▸ **Tasks to complete**
• A. According to the seabird rescue text, about how many seabirds does SANCCOB treat each year when there is no crisis?
• B. Repeat the seabird rescue text word for word, everything from "Reports of seabirds" down to "SANCCOB’s seabird hospitals.".

▸ **Passage**
○ ○ ○ ○ ○ ○ ○
SANCCOB’s seabird rehabilitation centres provide a 24-hour rescue service for seabirds in need, treating approximately 2,000 seabirds annually during a non-crisis year. SANCCOB is recognised as world leaders in the field of seabird rehabilitation, owing to the large number of seabirds treated and the complexity of seabird responses.
Reports of seabirds requiring assistance may come directly from the public or from management authorities based at seabird colonies. SANCCOB works closely with SANParks, CapeNature, City of Cape Town and Robben Island Museum to ensure that seabirds are monitored, and conservation interventions implemented, if needed. A well-developed first responder network strategically positioned along the coastline assists with rapid response for seabirds that require our help; this may include trauma-related injuries, emaciation, oil pollution, general poor condition or abandonment. First responders are trained in the safe capture of seabirds and the initial stabilisation prior to transport to SANCCOB’s seabird hospitals.
○ ○ ○ ○ ○ ○ ○
▸ **Recorded information**

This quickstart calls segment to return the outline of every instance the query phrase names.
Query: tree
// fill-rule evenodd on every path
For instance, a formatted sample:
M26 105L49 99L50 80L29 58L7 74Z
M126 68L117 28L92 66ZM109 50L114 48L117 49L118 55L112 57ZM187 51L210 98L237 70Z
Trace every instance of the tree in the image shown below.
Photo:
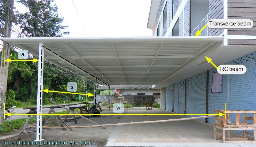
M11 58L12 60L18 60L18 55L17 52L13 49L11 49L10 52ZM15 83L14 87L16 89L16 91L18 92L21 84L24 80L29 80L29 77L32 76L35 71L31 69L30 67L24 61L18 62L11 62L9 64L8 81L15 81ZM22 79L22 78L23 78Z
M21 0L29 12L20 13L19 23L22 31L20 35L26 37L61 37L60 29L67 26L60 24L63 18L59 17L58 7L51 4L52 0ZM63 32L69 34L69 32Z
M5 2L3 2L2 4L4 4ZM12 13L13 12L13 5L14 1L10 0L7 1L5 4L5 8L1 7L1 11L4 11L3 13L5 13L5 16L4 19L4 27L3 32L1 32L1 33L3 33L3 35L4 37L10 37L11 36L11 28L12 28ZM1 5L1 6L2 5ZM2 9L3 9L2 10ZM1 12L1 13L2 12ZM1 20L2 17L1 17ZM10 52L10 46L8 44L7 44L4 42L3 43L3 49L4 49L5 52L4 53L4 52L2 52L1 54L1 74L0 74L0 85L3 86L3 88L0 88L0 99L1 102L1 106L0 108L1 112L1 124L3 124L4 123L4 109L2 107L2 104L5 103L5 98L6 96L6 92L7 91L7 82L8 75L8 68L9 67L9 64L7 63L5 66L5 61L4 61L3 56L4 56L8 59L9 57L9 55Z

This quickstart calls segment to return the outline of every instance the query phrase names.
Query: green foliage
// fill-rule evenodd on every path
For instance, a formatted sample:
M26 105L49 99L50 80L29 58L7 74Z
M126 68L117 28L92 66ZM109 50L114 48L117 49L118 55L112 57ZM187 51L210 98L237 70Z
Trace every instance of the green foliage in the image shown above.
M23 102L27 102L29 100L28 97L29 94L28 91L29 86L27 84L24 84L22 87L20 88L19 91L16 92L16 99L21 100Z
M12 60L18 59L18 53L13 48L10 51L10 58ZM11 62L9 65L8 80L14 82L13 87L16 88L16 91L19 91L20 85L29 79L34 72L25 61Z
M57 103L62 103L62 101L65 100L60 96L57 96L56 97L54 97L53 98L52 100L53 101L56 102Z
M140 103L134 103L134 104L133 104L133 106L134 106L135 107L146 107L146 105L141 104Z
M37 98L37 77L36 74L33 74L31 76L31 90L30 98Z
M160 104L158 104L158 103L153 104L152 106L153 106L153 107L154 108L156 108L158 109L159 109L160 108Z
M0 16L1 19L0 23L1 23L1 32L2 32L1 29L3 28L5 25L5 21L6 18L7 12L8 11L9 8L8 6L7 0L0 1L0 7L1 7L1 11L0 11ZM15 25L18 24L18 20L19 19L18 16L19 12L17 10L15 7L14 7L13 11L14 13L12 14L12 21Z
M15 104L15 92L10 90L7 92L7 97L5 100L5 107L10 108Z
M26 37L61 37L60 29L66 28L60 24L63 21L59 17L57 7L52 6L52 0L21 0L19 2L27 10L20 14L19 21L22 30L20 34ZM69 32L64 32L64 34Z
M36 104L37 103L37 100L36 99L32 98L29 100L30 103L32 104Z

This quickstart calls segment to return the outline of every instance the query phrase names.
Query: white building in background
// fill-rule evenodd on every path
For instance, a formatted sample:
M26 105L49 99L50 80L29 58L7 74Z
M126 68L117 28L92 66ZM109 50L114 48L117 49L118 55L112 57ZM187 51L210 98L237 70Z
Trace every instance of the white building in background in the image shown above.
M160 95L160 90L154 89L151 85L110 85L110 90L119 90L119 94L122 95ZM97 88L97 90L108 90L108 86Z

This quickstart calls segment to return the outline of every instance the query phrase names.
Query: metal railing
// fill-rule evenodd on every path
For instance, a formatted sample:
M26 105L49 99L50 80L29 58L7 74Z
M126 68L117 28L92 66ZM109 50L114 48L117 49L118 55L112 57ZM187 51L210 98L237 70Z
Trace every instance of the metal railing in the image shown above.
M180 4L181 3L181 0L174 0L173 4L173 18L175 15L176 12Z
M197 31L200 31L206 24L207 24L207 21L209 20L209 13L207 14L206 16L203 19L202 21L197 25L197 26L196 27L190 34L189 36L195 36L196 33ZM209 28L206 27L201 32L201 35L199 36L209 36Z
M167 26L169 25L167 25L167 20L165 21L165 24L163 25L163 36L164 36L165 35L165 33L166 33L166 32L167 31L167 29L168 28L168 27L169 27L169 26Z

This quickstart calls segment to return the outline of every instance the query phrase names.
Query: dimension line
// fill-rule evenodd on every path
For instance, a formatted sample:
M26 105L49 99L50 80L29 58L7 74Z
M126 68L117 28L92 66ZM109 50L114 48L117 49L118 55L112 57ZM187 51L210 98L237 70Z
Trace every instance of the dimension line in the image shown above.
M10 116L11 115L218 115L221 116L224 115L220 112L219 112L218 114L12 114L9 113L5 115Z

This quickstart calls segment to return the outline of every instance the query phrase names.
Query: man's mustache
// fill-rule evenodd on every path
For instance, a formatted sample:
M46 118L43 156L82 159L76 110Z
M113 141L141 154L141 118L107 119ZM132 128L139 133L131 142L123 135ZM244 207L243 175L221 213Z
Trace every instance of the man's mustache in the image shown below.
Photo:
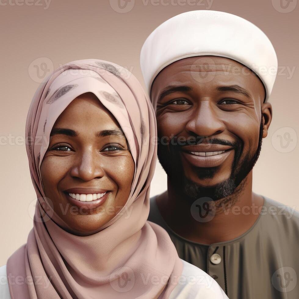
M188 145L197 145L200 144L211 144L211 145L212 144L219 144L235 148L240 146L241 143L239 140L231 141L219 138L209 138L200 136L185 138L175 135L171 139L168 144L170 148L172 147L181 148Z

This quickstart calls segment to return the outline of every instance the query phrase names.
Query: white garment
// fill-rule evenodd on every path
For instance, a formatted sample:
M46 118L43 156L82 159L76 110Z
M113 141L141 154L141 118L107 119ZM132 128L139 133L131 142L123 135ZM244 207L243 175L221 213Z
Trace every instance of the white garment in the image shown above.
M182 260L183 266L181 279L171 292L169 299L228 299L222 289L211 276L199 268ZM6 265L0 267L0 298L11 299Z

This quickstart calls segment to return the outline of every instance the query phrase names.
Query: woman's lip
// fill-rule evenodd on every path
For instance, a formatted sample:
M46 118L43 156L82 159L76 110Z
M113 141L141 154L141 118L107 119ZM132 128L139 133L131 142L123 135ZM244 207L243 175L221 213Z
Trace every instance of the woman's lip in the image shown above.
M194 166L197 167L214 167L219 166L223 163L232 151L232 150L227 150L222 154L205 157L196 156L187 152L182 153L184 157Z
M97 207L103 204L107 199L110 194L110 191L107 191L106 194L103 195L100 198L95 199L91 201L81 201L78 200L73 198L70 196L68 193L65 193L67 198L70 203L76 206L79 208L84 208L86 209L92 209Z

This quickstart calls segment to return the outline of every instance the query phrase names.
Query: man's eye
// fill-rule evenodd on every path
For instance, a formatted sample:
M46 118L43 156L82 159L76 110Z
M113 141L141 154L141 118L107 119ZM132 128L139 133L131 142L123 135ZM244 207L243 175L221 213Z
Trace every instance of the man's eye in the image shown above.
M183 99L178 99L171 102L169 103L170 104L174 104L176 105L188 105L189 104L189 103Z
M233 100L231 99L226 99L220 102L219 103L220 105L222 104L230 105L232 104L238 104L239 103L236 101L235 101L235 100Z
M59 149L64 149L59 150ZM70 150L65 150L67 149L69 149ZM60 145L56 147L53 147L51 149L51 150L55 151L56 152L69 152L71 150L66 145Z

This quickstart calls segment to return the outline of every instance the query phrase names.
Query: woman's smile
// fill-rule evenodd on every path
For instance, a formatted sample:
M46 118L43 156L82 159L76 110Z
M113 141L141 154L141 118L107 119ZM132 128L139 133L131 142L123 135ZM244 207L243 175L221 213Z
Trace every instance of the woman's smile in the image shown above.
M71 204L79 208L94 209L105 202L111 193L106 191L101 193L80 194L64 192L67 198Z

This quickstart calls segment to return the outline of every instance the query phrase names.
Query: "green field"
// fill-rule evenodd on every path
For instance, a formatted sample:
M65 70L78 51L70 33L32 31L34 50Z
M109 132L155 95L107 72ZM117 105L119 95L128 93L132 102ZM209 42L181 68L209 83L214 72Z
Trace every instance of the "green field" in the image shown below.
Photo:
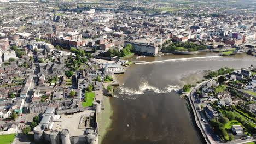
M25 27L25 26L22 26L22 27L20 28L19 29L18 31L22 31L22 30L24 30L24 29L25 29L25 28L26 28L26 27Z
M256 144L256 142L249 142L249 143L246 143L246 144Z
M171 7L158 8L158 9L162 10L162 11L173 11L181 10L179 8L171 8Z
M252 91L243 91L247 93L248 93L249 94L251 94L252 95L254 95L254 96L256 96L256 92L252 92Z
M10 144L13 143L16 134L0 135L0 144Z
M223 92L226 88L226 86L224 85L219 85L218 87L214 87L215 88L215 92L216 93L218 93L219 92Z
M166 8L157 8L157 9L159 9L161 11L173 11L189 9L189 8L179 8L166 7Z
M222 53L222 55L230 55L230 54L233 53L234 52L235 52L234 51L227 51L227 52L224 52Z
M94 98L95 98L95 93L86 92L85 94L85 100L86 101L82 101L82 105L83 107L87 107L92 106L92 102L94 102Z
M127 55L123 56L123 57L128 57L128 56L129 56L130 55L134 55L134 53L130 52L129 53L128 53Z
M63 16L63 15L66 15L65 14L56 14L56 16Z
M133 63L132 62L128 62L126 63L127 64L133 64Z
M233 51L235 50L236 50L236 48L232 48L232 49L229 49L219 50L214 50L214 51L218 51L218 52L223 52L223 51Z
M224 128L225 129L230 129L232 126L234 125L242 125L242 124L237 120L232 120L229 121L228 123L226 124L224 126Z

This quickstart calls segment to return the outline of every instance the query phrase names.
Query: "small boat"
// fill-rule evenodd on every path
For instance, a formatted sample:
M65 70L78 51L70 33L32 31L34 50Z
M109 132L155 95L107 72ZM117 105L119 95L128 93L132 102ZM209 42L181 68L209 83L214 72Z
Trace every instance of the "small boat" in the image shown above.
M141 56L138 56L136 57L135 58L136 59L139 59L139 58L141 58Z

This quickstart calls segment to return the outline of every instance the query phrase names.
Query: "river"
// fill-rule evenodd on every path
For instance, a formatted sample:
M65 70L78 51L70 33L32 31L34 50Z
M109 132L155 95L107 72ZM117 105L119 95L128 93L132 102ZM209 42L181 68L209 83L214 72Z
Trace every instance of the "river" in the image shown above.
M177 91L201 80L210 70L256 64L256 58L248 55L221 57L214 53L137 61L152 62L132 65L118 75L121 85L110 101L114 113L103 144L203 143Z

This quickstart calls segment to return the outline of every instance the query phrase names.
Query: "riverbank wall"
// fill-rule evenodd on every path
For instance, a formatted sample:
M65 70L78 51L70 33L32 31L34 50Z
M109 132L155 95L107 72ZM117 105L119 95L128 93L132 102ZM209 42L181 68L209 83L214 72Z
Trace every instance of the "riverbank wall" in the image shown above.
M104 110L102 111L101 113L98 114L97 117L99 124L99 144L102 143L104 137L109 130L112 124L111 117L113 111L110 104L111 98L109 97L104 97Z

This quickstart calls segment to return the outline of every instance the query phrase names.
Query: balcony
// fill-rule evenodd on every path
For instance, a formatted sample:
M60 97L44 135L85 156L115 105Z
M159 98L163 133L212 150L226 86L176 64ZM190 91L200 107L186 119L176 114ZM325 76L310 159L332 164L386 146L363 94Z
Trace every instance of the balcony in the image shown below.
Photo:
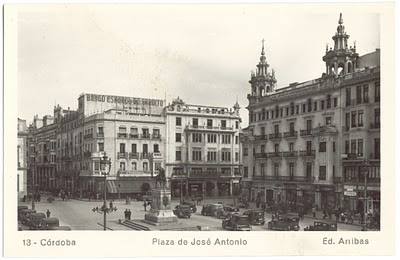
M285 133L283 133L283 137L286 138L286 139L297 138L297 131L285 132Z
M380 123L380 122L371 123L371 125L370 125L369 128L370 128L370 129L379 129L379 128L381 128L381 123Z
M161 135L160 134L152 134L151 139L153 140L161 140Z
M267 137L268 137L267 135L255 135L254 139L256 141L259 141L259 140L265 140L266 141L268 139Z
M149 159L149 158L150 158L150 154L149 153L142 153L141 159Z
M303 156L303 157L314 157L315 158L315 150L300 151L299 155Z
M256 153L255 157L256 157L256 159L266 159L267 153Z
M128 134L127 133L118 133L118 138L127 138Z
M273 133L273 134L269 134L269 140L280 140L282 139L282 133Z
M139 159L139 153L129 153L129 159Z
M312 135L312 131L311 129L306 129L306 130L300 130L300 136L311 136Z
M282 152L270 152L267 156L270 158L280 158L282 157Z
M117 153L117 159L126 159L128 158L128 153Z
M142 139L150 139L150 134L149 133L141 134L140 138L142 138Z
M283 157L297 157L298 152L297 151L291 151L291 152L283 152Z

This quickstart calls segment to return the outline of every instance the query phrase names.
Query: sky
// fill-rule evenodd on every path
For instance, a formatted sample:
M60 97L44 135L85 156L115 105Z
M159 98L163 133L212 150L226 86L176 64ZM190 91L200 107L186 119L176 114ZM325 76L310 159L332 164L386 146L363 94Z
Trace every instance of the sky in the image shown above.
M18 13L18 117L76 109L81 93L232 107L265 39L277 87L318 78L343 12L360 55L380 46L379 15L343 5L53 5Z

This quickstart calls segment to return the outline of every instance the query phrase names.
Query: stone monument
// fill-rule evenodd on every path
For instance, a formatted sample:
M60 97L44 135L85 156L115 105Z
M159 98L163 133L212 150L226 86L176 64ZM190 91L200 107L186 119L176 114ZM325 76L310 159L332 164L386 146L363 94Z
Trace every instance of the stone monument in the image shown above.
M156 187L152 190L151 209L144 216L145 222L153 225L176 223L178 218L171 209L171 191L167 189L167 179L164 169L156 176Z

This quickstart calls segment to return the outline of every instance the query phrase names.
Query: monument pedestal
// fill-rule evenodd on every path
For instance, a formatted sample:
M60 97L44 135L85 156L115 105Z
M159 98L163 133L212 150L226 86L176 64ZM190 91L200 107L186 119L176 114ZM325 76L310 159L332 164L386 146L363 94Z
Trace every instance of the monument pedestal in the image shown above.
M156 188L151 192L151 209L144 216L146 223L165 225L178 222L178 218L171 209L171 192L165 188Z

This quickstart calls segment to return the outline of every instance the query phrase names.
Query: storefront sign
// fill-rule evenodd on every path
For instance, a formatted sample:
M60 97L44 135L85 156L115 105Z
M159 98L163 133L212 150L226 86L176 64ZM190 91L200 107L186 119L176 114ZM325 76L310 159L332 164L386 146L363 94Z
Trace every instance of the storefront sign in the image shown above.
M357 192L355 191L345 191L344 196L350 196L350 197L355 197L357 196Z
○ ○ ○ ○ ○ ○ ○
▸ **Solutions per task**
• A. Approximately 2,000 seabirds.

• B.
Reports of seabirds requiring assistance may come directly from the public or from management authorities based at seabird colonies. SANCCOB works closely with SANParks, CapeNature, City of Cape Town and Robben Island Museum to ensure that seabirds are monitored, and conservation interventions implemented, if needed. A well-developed first responder network strategically positioned along the coastline assists with rapid response for seabirds that require our help; this may include trauma-related injuries, emaciation, oil pollution, general poor condition or abandonment. First responders are trained in the safe capture of seabirds and the initial stabilisation prior to transport to SANCCOB’s seabird hospitals.